Exercício escrito 1:
Extraia da listagem todas as linhas que contêm a palavra "support", levando em conta a diferença entre maiúsculas e minúsculas.

Texto fornecido:

=======

A regra in dubio pro misero no Direito Processual do Trabalho

1. Introdução

Princípio, para Celso Antônio Bandeira de Mello, é por definição, “mandamento nuclear de um sistema, verdadeiro alicerce dele, disposição fundamental que se irradia sobre diferentes normas compondo-lhes o espírito e servindo de critério para sua exata compreensão e inteligência exatamente por definir a lógica e a racionalidade do sistema normativo, no que lhe confere a tônica e lhe dá sentido harmônico”(1).

Os princípios jurídicos são, de modo geral, “as traves mestras do ordenamento jurídico do país ou de um “ramo dogmático”, usando-se a terminologia que emprega Tércio Sampaio Ferraz Júnior para denominar as disciplinas em que se desdobra a ciência do Direito”(2).

=======

Linhas de dados:

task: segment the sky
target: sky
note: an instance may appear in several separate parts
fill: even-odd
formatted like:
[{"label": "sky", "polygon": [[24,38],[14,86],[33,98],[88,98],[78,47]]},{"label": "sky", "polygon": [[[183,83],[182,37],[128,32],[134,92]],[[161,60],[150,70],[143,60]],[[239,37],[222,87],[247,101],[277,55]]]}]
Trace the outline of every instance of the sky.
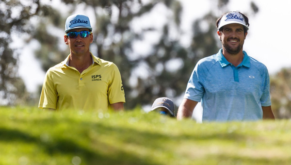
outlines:
[{"label": "sky", "polygon": [[[146,3],[150,0],[143,1]],[[215,6],[214,3],[217,0],[180,1],[184,8],[181,16],[181,29],[184,34],[175,36],[173,33],[173,37],[179,37],[179,40],[184,46],[187,47],[190,45],[191,35],[189,34],[192,33],[191,25],[193,21],[203,16],[206,12],[211,10],[215,14],[220,16],[222,14],[221,10],[223,9],[226,10],[225,11],[239,11],[249,14],[249,30],[243,46],[243,50],[248,55],[266,65],[270,74],[275,74],[282,67],[291,66],[291,54],[288,49],[290,43],[289,39],[291,38],[291,33],[289,32],[289,28],[291,27],[291,21],[290,21],[291,1],[254,0],[259,8],[259,13],[255,15],[251,13],[250,0],[230,0],[227,9],[223,9],[221,11],[213,10],[216,8],[213,6]],[[59,0],[42,0],[41,2],[58,6],[62,8],[61,11],[65,11],[63,10],[64,4]],[[81,5],[79,6],[77,9],[76,12],[86,14],[82,13],[84,10],[82,10]],[[150,25],[162,27],[163,22],[166,21],[167,17],[169,16],[165,14],[167,13],[166,12],[167,9],[164,6],[157,6],[151,13],[135,22],[133,21],[134,30],[138,31],[141,28]],[[91,20],[91,24],[95,24],[93,21]],[[63,32],[60,33],[62,33],[60,38],[62,38]],[[213,33],[216,33],[216,32]],[[146,36],[145,41],[137,43],[134,45],[136,52],[141,55],[143,55],[143,52],[146,54],[146,51],[150,49],[151,44],[157,40],[156,37],[155,38],[156,35],[157,33],[149,33]],[[17,37],[14,37],[14,38]],[[19,75],[24,79],[28,90],[31,92],[35,92],[38,86],[42,84],[45,74],[33,55],[33,50],[39,48],[39,44],[35,41],[32,41],[27,45],[23,42],[12,45],[16,47],[23,47],[19,56]],[[64,46],[65,46],[65,44]],[[141,48],[144,48],[144,50]],[[139,52],[138,50],[140,51]],[[175,102],[179,104],[181,101],[178,100]],[[199,111],[197,112],[200,113]],[[197,115],[198,116],[199,115]]]}]

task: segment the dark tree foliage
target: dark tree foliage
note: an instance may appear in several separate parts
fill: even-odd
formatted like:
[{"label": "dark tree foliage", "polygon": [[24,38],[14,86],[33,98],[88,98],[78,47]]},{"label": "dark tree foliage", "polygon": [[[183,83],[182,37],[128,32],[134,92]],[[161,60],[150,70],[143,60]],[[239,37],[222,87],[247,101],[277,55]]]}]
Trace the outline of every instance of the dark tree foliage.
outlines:
[{"label": "dark tree foliage", "polygon": [[[96,22],[92,25],[94,36],[91,47],[92,53],[113,62],[119,68],[126,92],[127,109],[151,105],[158,97],[168,97],[174,100],[180,97],[198,60],[215,53],[221,47],[215,27],[215,21],[220,16],[216,15],[213,11],[199,16],[192,25],[189,24],[192,26],[193,33],[189,48],[181,45],[179,37],[171,38],[170,29],[173,26],[178,35],[183,33],[180,29],[183,8],[178,0],[152,0],[146,4],[141,0],[60,0],[66,5],[64,9],[67,10],[66,14],[61,14],[51,6],[41,4],[39,0],[26,0],[26,3],[19,0],[3,0],[0,2],[1,99],[7,99],[8,102],[13,104],[17,98],[23,98],[21,95],[25,93],[23,83],[17,75],[17,54],[9,48],[11,33],[29,34],[31,37],[28,42],[35,39],[40,43],[41,48],[35,55],[44,70],[47,71],[64,60],[69,53],[68,48],[64,43],[65,22],[80,4],[85,6],[84,10],[93,11],[93,15],[89,16],[96,19],[95,21],[91,20]],[[227,11],[228,0],[215,1],[217,6],[215,9],[222,14]],[[132,55],[135,53],[133,49],[135,42],[143,40],[146,33],[161,32],[154,27],[145,28],[141,32],[135,32],[130,23],[135,18],[150,12],[158,4],[164,5],[171,11],[172,17],[163,25],[159,42],[153,46],[150,53],[146,56]],[[254,2],[250,7],[253,13],[259,11]],[[19,11],[18,15],[13,16],[12,10],[16,8]],[[114,13],[116,9],[117,15]],[[113,16],[115,21],[113,21]],[[37,18],[35,26],[29,21],[32,17]],[[143,76],[135,75],[135,70],[142,66],[145,72],[139,74]],[[177,69],[169,69],[173,67]],[[136,80],[136,84],[131,84],[130,80]]]}]

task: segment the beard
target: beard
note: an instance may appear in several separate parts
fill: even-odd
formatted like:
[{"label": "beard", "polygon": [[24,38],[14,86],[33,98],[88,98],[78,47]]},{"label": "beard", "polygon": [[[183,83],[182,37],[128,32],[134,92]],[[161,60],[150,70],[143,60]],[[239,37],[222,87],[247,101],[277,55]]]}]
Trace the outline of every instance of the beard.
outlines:
[{"label": "beard", "polygon": [[[232,39],[232,38],[230,38],[230,39]],[[226,50],[226,51],[230,54],[233,54],[233,55],[237,54],[238,53],[239,53],[241,51],[241,50],[242,50],[242,46],[243,45],[243,42],[242,43],[240,43],[241,40],[240,40],[238,38],[236,38],[236,39],[237,39],[238,42],[240,43],[239,45],[236,48],[231,47],[229,45],[227,45],[227,44],[226,44],[226,42],[222,43],[222,45],[223,46],[224,48],[225,48]]]}]

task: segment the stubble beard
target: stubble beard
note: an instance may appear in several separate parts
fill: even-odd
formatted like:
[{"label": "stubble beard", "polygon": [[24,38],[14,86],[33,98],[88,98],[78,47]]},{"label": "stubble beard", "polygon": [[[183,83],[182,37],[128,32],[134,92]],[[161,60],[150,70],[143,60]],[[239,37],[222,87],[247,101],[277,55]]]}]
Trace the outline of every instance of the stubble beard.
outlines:
[{"label": "stubble beard", "polygon": [[[239,40],[239,42],[240,42],[240,40]],[[231,48],[230,46],[225,43],[223,43],[222,45],[225,48],[225,50],[230,54],[237,54],[239,53],[242,49],[242,46],[243,45],[243,42],[242,44],[239,44],[236,48]]]}]

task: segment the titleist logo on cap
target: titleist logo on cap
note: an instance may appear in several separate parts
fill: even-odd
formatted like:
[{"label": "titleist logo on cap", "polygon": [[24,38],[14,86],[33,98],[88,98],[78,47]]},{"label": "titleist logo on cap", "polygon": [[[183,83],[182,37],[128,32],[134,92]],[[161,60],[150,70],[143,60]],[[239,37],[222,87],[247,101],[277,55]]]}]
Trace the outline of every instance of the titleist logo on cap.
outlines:
[{"label": "titleist logo on cap", "polygon": [[70,24],[69,25],[69,26],[72,26],[72,25],[79,23],[88,24],[88,21],[86,21],[84,20],[81,20],[80,19],[73,19],[70,21]]},{"label": "titleist logo on cap", "polygon": [[243,18],[241,17],[241,15],[238,16],[236,15],[235,15],[232,13],[229,13],[226,16],[226,19],[225,20],[226,21],[228,19],[236,19],[240,20],[242,21],[243,22]]}]

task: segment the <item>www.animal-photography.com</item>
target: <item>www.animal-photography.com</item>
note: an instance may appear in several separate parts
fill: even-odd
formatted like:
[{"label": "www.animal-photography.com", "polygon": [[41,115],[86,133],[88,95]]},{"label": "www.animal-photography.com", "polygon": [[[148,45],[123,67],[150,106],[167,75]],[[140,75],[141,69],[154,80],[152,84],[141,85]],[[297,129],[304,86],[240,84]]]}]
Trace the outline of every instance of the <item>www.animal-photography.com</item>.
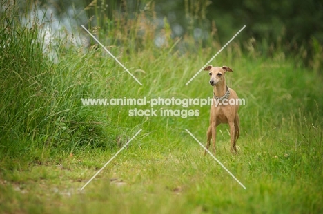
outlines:
[{"label": "www.animal-photography.com", "polygon": [[323,3],[0,2],[1,213],[323,213]]}]

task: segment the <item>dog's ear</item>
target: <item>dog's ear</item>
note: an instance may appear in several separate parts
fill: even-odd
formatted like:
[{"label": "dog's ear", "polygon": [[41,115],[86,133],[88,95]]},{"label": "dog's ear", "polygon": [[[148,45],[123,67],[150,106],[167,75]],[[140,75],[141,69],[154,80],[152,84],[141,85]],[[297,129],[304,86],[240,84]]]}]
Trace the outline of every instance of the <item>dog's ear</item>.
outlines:
[{"label": "dog's ear", "polygon": [[228,67],[228,66],[223,66],[222,67],[222,69],[224,70],[225,70],[226,72],[233,72],[233,71],[230,68]]},{"label": "dog's ear", "polygon": [[204,67],[204,71],[209,71],[209,70],[211,70],[211,69],[212,67],[213,67],[213,66],[212,66],[212,65],[208,65],[208,66],[206,66],[206,67]]}]

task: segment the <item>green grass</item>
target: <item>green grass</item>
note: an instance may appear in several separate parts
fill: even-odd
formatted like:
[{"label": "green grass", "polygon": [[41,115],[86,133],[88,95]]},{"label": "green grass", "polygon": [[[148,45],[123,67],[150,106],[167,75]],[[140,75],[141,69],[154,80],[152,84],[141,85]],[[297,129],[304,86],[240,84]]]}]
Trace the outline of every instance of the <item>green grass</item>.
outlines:
[{"label": "green grass", "polygon": [[[186,119],[146,118],[129,117],[128,110],[150,107],[81,102],[206,98],[212,95],[208,74],[184,85],[219,44],[202,48],[187,36],[182,47],[170,38],[162,48],[148,39],[137,51],[127,52],[127,43],[110,47],[141,87],[100,47],[77,48],[67,37],[55,47],[59,57],[52,63],[42,54],[43,41],[35,42],[41,30],[37,25],[30,30],[1,15],[0,46],[14,42],[0,54],[1,213],[323,211],[322,76],[279,50],[266,58],[244,54],[232,43],[212,62],[234,70],[227,74],[227,83],[246,100],[239,109],[239,153],[230,153],[228,127],[221,125],[216,154],[244,190],[210,156],[204,156],[185,131],[205,144],[209,107],[188,107],[199,116]],[[110,37],[101,38],[108,43]],[[161,107],[182,109],[155,109]],[[80,191],[139,129],[128,147]]]}]

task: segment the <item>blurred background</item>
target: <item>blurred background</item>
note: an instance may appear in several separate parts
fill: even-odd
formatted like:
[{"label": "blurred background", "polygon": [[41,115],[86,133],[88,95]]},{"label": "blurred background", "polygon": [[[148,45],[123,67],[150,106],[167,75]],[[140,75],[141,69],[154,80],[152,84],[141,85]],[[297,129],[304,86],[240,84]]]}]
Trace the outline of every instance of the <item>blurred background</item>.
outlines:
[{"label": "blurred background", "polygon": [[[246,47],[251,45],[264,56],[272,56],[279,49],[317,71],[322,65],[323,3],[320,1],[43,0],[19,3],[23,14],[29,10],[47,20],[55,30],[65,28],[72,32],[84,25],[96,28],[101,32],[97,34],[99,37],[106,36],[107,30],[115,30],[117,25],[121,34],[128,34],[133,29],[122,28],[130,23],[138,28],[131,44],[137,47],[142,46],[145,28],[155,30],[157,46],[165,43],[167,36],[162,31],[167,28],[173,39],[193,36],[206,46],[209,41],[224,45],[246,25],[243,34],[235,39],[241,42],[244,51],[250,51]],[[118,43],[114,40],[117,36],[110,36],[113,44]]]}]

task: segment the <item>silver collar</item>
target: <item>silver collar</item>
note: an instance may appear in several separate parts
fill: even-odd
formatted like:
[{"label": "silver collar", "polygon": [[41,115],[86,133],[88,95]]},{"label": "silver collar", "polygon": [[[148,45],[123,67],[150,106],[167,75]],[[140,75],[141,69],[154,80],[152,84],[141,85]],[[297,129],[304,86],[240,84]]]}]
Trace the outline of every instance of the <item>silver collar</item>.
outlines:
[{"label": "silver collar", "polygon": [[229,90],[228,87],[228,85],[226,85],[226,94],[224,94],[224,95],[222,96],[222,97],[216,96],[215,94],[213,92],[213,98],[215,99],[216,99],[216,100],[219,100],[219,101],[222,101],[224,99],[227,100],[229,96],[230,96],[230,90]]}]

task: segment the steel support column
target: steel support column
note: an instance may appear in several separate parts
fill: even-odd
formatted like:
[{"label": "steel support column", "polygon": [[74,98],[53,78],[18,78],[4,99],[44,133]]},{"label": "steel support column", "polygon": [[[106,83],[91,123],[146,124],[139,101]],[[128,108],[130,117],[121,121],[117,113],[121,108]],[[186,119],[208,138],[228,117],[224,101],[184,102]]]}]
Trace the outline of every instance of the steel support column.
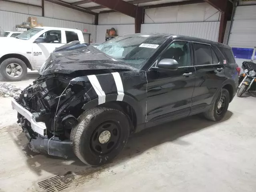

=======

Exercício escrito 2:
No texto sobre a regra in dubio pro misero, quais são as expressões, separadas por vírgulas, com que a definição de Celso Antônio Bandeira de Mello caracteriza o princípio antes de "compondo-lhes o espírito"?

Resposta escrita 1:
task: segment the steel support column
target: steel support column
[{"label": "steel support column", "polygon": [[74,98],[53,78],[18,78],[4,99],[44,133]]},{"label": "steel support column", "polygon": [[[106,83],[91,123],[146,124],[139,101]],[[128,108],[130,117],[121,121],[117,113],[121,108]],[[186,119],[208,138],[228,117],[224,101],[184,102]]]}]
Trace the outline of every instance of the steel support column.

Resposta escrita 2:
- mandamento nuclear de um sistema
- verdadeiro alicerce dele
- disposição fundamental que se irradia sobre diferentes normas